Selected extract:
The one thing that stood out during that visit beyond the massive scale of the operation was the people and the pride they have in producing something in the United States for golfers to enjoy.

Chicopee & Spalding Manufacturing History

The ball plant and surrounding area where it is located is rich in manufacturing history dating back to the American revolutionary war, and the facade of the historical red brick building in Chicopee has remained mostly unchanged since it was the original Spalding manufacturing plant dating all the way back to the late 1800s. It was during this time in history when the plant produced baseballs, gloves, footballs, basketballs, tennis rackets, persimmon woods, irons—and of course golf balls, starting in 1896.

A lot of innovations relating to various sports have occurred inside of these walls and the funny thing is, Callaway’s marketing slogan for Chrome Soft— “The ball that changed the ball” could apply to a multitude of sports including:

  • Baseball – since Spalding developed the first Major League ball to become the official baseball of the National League in 1876.
  • Football – with Spalding creating the first American football with a material and workmanship guarantee in 1887.

What you need to do:
Write out the passage on the Chicopee ball plant word for word, starting with "A lot of innovations" and going on through "League in 1876.".

Stored records:
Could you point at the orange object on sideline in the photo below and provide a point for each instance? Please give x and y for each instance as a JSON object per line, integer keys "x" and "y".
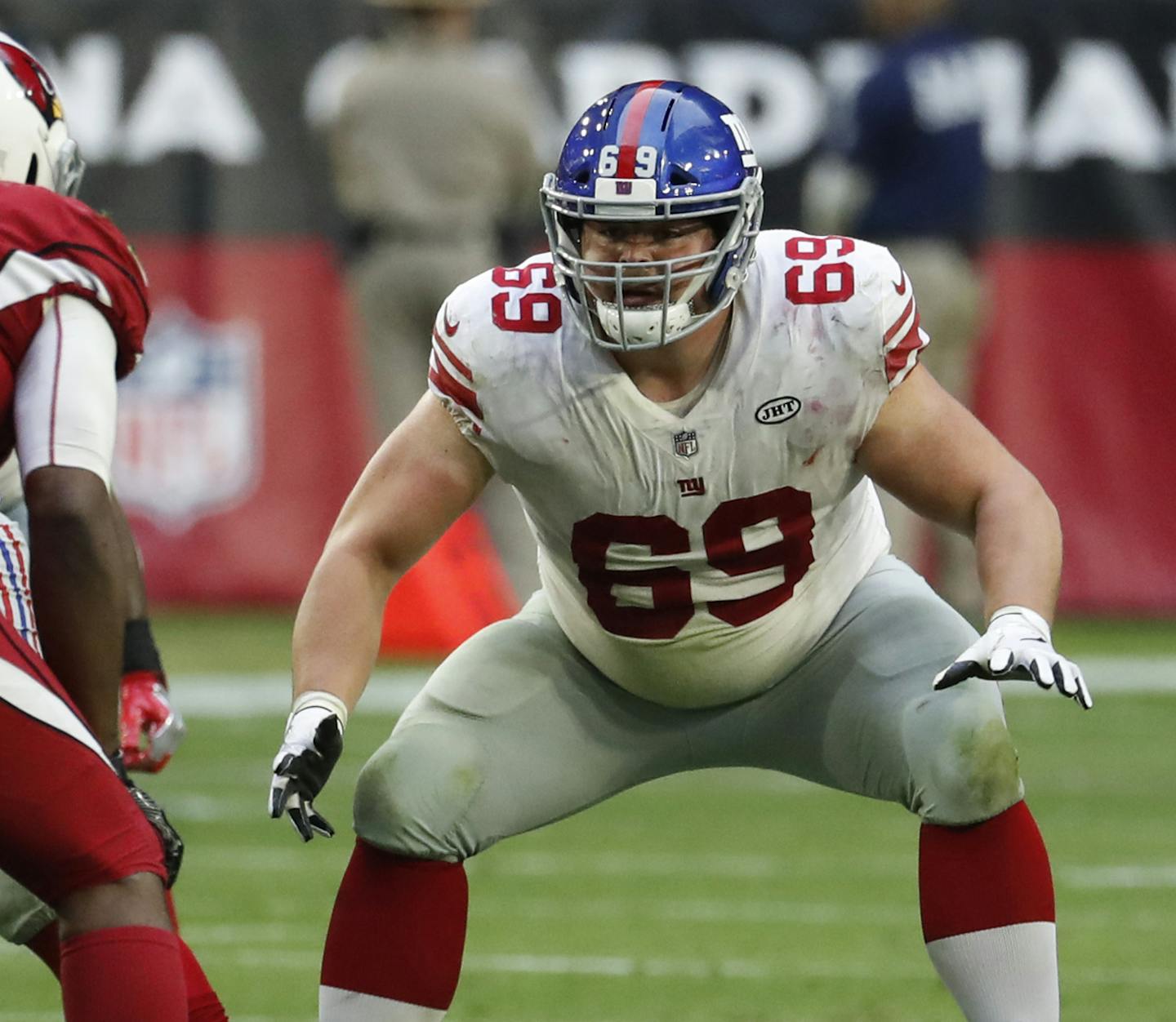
{"x": 456, "y": 589}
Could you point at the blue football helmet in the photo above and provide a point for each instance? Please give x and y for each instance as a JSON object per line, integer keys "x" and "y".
{"x": 654, "y": 151}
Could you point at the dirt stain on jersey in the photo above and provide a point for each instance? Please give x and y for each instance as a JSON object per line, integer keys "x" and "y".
{"x": 991, "y": 763}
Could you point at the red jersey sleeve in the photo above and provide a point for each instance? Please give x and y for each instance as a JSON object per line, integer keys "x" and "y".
{"x": 51, "y": 245}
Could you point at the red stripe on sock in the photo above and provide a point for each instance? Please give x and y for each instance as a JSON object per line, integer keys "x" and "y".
{"x": 398, "y": 929}
{"x": 994, "y": 874}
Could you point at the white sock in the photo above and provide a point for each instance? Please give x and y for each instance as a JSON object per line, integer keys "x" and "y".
{"x": 348, "y": 1006}
{"x": 1007, "y": 974}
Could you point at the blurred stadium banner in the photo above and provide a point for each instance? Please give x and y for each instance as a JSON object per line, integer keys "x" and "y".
{"x": 203, "y": 128}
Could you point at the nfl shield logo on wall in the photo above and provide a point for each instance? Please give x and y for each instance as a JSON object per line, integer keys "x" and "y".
{"x": 686, "y": 443}
{"x": 189, "y": 440}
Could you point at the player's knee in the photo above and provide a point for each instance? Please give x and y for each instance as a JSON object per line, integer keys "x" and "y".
{"x": 968, "y": 771}
{"x": 412, "y": 797}
{"x": 136, "y": 900}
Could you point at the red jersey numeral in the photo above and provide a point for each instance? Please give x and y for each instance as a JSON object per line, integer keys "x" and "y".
{"x": 671, "y": 602}
{"x": 823, "y": 282}
{"x": 533, "y": 313}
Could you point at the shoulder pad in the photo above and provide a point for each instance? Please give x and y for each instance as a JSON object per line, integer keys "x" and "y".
{"x": 53, "y": 245}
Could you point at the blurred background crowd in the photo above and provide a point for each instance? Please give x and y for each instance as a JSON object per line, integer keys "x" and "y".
{"x": 305, "y": 181}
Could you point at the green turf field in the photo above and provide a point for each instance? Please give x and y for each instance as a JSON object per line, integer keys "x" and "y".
{"x": 722, "y": 896}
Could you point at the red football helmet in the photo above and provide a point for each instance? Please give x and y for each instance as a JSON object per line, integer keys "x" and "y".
{"x": 35, "y": 147}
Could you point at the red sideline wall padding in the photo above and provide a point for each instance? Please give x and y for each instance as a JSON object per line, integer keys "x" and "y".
{"x": 1076, "y": 378}
{"x": 245, "y": 427}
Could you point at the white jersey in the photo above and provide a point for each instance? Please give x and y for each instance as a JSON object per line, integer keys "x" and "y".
{"x": 695, "y": 559}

Problem solution:
A lot of innovations relating to various sports have occurred inside of these walls and the funny thing is, Callaway’s marketing slogan for Chrome Soft— “The ball that changed the ball” could apply to a multitude of sports including:

  • Baseball – since Spalding developed the first Major League ball to become the official baseball of the National League in 1876.